(Point-based annotation data)

= = = = = = =

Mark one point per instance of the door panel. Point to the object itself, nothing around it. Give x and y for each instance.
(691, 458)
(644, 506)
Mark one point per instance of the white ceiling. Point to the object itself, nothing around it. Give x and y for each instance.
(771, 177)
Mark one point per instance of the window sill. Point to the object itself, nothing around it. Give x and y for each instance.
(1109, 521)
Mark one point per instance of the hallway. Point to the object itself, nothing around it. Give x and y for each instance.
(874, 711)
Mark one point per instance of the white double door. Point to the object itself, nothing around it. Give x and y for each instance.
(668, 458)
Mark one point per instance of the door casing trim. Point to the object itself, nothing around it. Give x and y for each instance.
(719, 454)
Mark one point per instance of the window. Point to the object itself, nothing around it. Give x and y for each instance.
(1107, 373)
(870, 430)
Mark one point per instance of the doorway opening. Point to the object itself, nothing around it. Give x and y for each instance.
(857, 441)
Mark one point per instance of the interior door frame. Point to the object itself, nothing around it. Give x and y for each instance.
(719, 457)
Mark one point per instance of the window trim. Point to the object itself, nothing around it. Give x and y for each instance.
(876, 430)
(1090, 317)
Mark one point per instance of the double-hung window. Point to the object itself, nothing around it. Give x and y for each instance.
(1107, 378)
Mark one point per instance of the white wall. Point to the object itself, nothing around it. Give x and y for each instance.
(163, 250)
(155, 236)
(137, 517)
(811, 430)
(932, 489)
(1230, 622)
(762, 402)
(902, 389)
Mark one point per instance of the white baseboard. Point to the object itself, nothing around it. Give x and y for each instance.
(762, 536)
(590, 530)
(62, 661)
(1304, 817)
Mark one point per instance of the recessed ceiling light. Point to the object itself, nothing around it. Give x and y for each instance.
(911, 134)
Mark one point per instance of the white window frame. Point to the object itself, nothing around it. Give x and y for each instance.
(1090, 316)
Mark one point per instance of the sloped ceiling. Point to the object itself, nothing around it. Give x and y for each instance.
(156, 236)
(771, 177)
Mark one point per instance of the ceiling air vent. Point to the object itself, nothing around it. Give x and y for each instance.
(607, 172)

= = = = = = =

Rewrite the material from the line with "Mark one point per instance of the doorway" to the line with "(1090, 316)", changing "recessed ceiling light" to "recessed downlight" and leaving everything else as it is.

Mark one point per instance of the doorway opening. Point to the object itself, nothing around it. Give x and y for each instance.
(857, 441)
Mark one point per instance of the interior door frame. Point to the object itself, nothing around it. Give x and y for each instance.
(719, 457)
Mark one point per instance of the window trim. Point to the object itself, nothing around it. Give x and y for each instance.
(876, 430)
(1090, 317)
Mark one point per instance of the double-hung window. Point to the object itself, nothing around it. Give x and y for each instance.
(1107, 378)
Mark one point per instance of the white wall. Point to the object itself, nothing around it. Give x and y for each instance.
(163, 250)
(155, 236)
(137, 517)
(811, 430)
(932, 489)
(1230, 622)
(762, 402)
(902, 389)
Mark one point per instance of the white baseboard. Point to the object itself, nothing around it. Give x and y for each instance.
(762, 536)
(590, 530)
(62, 661)
(1304, 817)
Mark one point per instance of the recessed downlight. Point to the object itself, nothing around it. Give x and y for each instance.
(911, 134)
Mark one point per instance of the white window frame. Point to the object itself, nothing around it. Give x and y for each instance.
(1090, 316)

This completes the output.